— Challenges —
1 – Translate this sentence from the cosmology passage into Spanish: "The earliest quantitative geocentric models were developed by the ancient Greek philosophers."
2 – Filter the rows down to the lines that contain the word "holding".

Universe Explanation ::-- Universe Facts || Universe History ||Universe geography || Bing Bang ||

Throughout recorded history, several cosmologies and cosmogonies have been proposed to account for observations of the universe. The earliest quantitative geocentric models were developed by the ancient Greek philosophers. Over the centuries, more precise observations and improved theories of gravity led to Copernicus's heliocentric model and the Newtonian model of the Solar System, respectively. Further improvements in astronomy led to the realization that the Solar System is embedded in a galaxy composed of billions of stars, the Milky Way, and that other galaxies exist outside it, as far as astronomical instruments can reach. Careful studies of the distribution of these galaxies and their spectral lines have led to much of modern cosmology. Discovery of the red shift and cosmic microwave background radiation revealed that the universe is expanding and apparently had a beginning.

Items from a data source
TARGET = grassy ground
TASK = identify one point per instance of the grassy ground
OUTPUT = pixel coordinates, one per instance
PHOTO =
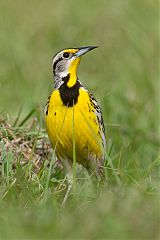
(122, 74)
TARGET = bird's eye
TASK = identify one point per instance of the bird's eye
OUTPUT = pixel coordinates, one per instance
(66, 55)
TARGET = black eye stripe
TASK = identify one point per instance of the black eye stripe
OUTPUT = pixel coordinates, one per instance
(57, 61)
(66, 55)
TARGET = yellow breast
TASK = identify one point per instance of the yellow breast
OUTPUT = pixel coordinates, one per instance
(60, 121)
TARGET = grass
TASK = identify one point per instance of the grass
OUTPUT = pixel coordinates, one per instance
(123, 75)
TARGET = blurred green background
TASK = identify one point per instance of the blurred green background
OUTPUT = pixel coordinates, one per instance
(123, 75)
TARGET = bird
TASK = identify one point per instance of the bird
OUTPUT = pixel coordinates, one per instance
(73, 116)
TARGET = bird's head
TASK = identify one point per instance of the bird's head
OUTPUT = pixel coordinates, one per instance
(65, 63)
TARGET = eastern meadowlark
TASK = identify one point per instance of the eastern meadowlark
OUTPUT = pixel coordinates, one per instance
(73, 115)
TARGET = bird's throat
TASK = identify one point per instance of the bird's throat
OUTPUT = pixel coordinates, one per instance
(73, 73)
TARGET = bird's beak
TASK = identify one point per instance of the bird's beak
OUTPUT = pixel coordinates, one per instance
(81, 51)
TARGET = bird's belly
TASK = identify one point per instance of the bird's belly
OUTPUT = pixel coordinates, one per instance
(66, 125)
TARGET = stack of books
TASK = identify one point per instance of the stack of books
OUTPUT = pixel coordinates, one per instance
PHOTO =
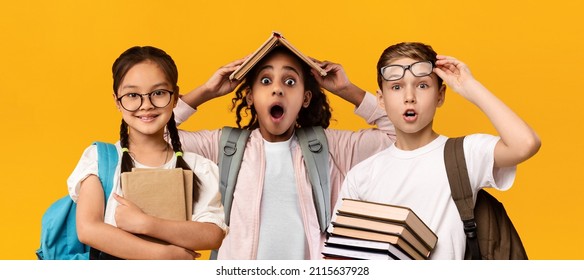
(371, 231)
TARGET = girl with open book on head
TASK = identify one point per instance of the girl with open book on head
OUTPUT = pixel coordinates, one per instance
(273, 213)
(145, 92)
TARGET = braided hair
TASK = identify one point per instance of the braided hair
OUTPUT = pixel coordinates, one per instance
(121, 66)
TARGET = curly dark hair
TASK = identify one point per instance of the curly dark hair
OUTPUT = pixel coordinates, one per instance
(318, 112)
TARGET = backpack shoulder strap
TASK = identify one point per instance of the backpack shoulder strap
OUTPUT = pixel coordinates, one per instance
(461, 191)
(231, 147)
(107, 160)
(314, 146)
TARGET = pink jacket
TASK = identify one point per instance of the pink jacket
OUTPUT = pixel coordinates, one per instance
(346, 148)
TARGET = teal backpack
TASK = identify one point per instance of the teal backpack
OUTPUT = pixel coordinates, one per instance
(314, 148)
(58, 227)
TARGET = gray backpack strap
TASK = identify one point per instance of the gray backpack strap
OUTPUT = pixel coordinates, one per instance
(231, 147)
(462, 192)
(314, 146)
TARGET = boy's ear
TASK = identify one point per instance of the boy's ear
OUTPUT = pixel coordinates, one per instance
(307, 98)
(380, 102)
(441, 95)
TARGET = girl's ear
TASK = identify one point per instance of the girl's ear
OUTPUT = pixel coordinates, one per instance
(380, 102)
(116, 101)
(307, 98)
(176, 96)
(249, 98)
(441, 95)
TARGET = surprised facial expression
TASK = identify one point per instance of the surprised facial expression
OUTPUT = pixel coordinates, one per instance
(411, 102)
(278, 94)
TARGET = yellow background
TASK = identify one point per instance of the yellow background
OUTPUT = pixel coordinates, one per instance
(55, 86)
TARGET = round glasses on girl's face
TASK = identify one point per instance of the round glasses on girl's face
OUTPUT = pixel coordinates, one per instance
(395, 72)
(132, 102)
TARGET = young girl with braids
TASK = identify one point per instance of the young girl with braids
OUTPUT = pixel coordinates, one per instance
(146, 91)
(273, 213)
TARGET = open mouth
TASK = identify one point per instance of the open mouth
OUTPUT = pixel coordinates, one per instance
(410, 114)
(277, 111)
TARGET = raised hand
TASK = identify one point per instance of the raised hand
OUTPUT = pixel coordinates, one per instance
(455, 74)
(219, 82)
(337, 82)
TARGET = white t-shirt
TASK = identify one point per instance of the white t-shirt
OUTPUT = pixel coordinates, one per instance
(417, 179)
(281, 228)
(208, 209)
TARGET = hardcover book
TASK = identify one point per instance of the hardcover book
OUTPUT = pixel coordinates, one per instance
(275, 39)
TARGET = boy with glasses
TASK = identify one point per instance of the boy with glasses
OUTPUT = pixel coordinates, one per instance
(411, 172)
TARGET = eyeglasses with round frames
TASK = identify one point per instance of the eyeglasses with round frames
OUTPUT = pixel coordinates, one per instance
(159, 98)
(395, 72)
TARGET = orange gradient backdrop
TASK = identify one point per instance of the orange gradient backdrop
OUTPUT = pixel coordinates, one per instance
(56, 86)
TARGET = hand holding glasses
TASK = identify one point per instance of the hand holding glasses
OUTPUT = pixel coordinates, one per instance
(394, 72)
(132, 102)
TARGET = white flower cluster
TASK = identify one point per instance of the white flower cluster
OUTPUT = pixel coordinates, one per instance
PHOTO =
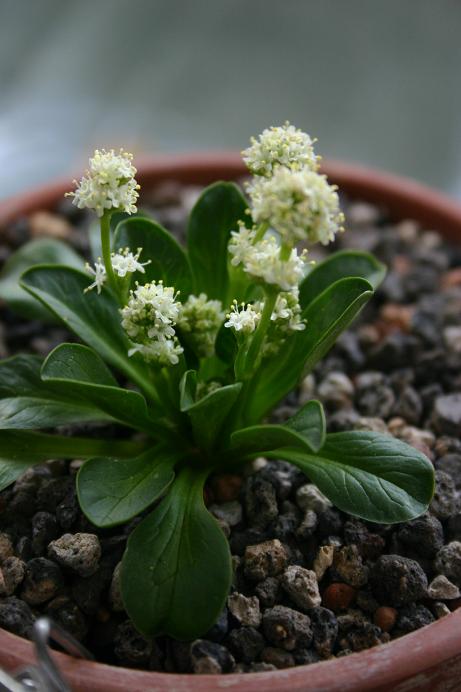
(123, 262)
(243, 318)
(199, 320)
(262, 259)
(287, 312)
(149, 320)
(108, 184)
(285, 146)
(285, 318)
(300, 205)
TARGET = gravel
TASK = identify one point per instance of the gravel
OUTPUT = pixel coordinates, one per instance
(310, 582)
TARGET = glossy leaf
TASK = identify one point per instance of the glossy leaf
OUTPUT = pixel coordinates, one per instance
(372, 476)
(326, 317)
(19, 450)
(340, 265)
(77, 372)
(305, 430)
(176, 571)
(94, 318)
(309, 422)
(28, 403)
(214, 216)
(168, 261)
(208, 414)
(40, 251)
(112, 491)
(226, 345)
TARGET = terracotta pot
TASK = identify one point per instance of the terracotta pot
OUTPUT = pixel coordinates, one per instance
(428, 660)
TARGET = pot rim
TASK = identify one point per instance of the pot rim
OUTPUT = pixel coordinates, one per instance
(379, 667)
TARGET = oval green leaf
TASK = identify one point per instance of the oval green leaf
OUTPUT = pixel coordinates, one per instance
(340, 265)
(176, 571)
(215, 214)
(168, 261)
(40, 251)
(94, 318)
(374, 477)
(112, 491)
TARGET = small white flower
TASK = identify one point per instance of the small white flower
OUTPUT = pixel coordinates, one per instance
(149, 320)
(262, 260)
(287, 312)
(163, 352)
(99, 273)
(240, 244)
(284, 146)
(299, 205)
(125, 262)
(243, 318)
(108, 184)
(199, 319)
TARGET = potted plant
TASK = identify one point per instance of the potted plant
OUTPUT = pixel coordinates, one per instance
(244, 363)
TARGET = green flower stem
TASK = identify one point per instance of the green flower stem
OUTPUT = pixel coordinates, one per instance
(106, 252)
(260, 231)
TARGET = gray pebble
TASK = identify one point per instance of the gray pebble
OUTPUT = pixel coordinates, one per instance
(349, 566)
(245, 609)
(442, 589)
(445, 501)
(79, 552)
(264, 560)
(42, 582)
(12, 573)
(447, 414)
(287, 628)
(397, 580)
(301, 586)
(309, 497)
(230, 512)
(448, 561)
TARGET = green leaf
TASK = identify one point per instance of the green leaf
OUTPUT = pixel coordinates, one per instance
(214, 216)
(326, 317)
(41, 251)
(187, 390)
(374, 477)
(26, 402)
(309, 422)
(80, 374)
(94, 318)
(226, 345)
(20, 450)
(305, 430)
(168, 261)
(176, 571)
(341, 265)
(261, 439)
(113, 491)
(208, 414)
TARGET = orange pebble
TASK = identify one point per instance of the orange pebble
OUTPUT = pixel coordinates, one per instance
(338, 596)
(385, 618)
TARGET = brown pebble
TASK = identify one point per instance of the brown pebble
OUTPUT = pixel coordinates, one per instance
(451, 278)
(454, 604)
(338, 596)
(226, 487)
(385, 618)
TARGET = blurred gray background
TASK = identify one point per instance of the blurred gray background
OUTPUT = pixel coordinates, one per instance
(377, 81)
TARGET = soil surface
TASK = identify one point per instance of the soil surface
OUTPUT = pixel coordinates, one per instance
(310, 582)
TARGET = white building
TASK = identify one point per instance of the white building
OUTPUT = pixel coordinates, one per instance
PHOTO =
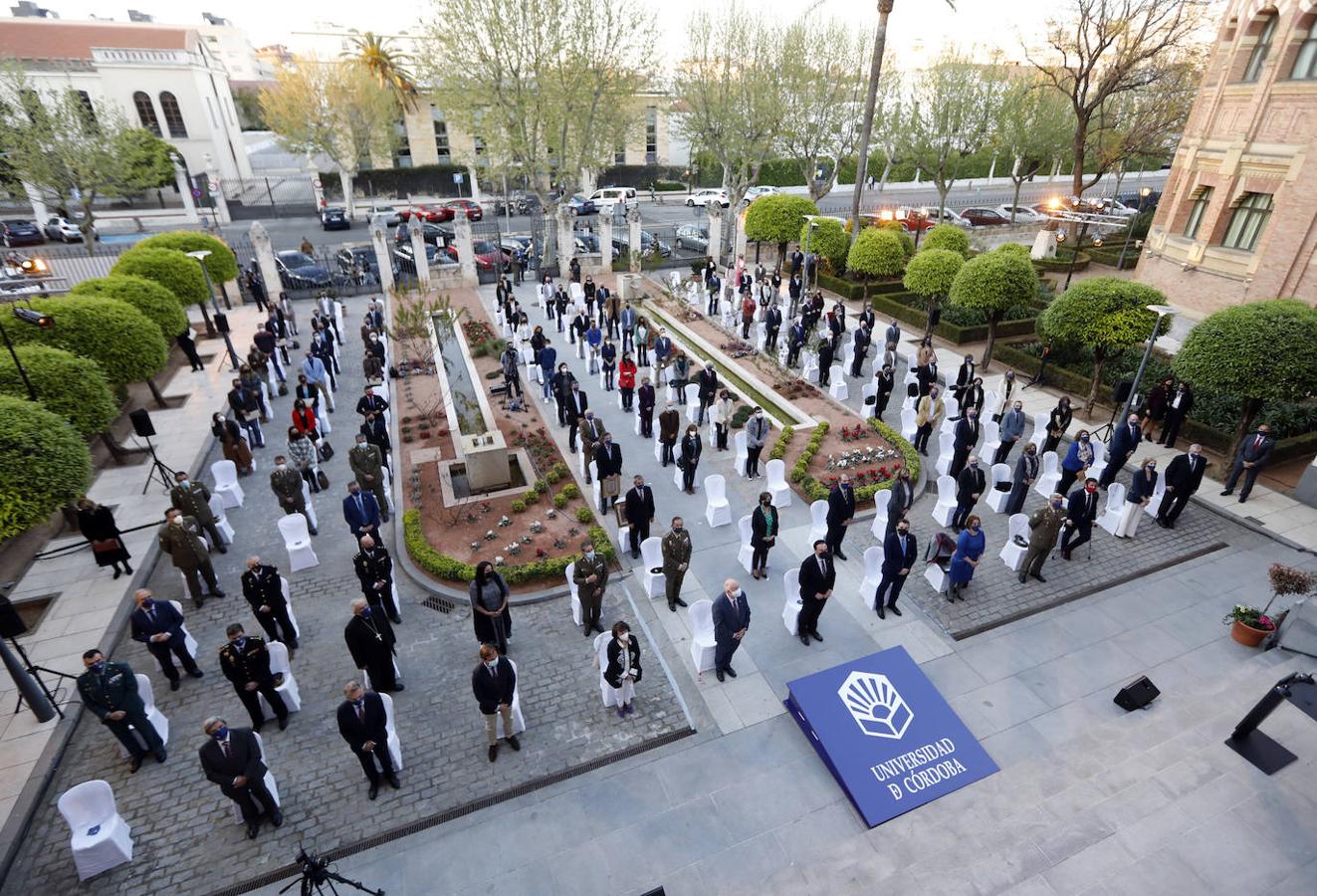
(165, 77)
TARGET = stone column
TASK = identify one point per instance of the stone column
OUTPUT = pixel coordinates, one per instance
(634, 239)
(465, 251)
(383, 263)
(419, 257)
(265, 260)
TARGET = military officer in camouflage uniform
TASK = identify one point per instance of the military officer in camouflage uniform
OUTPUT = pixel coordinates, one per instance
(245, 662)
(676, 560)
(110, 691)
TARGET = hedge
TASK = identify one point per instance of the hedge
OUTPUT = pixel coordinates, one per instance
(452, 569)
(44, 465)
(68, 385)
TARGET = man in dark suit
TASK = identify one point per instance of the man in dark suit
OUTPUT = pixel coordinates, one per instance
(966, 439)
(900, 550)
(363, 725)
(159, 626)
(1183, 477)
(1250, 459)
(731, 622)
(361, 512)
(232, 760)
(1080, 513)
(970, 487)
(840, 512)
(640, 512)
(494, 685)
(374, 570)
(110, 691)
(816, 577)
(370, 640)
(245, 662)
(1125, 442)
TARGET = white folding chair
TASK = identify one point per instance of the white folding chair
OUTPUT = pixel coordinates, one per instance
(777, 485)
(297, 542)
(651, 558)
(702, 644)
(718, 510)
(101, 838)
(225, 475)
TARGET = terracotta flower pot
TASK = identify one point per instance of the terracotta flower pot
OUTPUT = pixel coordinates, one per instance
(1247, 635)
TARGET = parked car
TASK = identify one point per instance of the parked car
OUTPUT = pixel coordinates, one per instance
(21, 233)
(473, 208)
(705, 196)
(334, 218)
(693, 237)
(301, 272)
(984, 216)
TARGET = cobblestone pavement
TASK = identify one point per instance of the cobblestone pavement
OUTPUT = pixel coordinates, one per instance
(184, 835)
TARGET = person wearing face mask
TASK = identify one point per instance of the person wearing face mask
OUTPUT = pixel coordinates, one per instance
(591, 577)
(1080, 513)
(1183, 477)
(370, 640)
(245, 662)
(1137, 498)
(363, 725)
(1044, 526)
(159, 626)
(1077, 460)
(109, 689)
(232, 760)
(494, 685)
(900, 550)
(970, 488)
(180, 539)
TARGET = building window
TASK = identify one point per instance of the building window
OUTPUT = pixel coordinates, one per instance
(1246, 223)
(146, 112)
(1196, 210)
(172, 116)
(1260, 49)
(1305, 64)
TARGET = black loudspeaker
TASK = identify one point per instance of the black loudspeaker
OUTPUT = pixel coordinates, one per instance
(1137, 693)
(141, 422)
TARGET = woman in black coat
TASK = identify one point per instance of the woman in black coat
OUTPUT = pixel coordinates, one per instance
(763, 534)
(98, 526)
(623, 666)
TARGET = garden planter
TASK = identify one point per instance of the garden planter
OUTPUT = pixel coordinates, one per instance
(1247, 635)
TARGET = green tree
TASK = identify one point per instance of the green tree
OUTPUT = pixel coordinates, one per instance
(991, 284)
(876, 252)
(1104, 314)
(68, 385)
(147, 297)
(947, 236)
(777, 219)
(44, 464)
(1258, 352)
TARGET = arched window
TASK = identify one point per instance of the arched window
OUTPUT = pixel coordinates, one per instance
(146, 112)
(172, 114)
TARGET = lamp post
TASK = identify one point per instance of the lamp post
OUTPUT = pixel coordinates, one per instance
(1161, 312)
(221, 322)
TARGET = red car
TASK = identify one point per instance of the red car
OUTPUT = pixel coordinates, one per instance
(473, 210)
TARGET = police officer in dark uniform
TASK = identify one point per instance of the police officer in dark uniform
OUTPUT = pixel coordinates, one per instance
(245, 662)
(110, 691)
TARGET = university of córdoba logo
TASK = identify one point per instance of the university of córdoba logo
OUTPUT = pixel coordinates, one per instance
(875, 705)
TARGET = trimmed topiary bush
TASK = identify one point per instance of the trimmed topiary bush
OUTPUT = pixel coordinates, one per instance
(124, 341)
(44, 464)
(147, 297)
(68, 385)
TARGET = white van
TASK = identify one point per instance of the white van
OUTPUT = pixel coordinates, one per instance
(608, 196)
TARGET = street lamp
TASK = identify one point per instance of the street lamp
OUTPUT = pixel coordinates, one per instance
(221, 322)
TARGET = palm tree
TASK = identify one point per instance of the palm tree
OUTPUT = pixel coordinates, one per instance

— Answers to the exercise —
1 – Los primeros modelos geocéntricos cuantitativos fueron desarrollados por los antiguos filósofos griegos.

2 –
TARGET = hand holding glasses
TASK = identify one point per instance of the hand holding glasses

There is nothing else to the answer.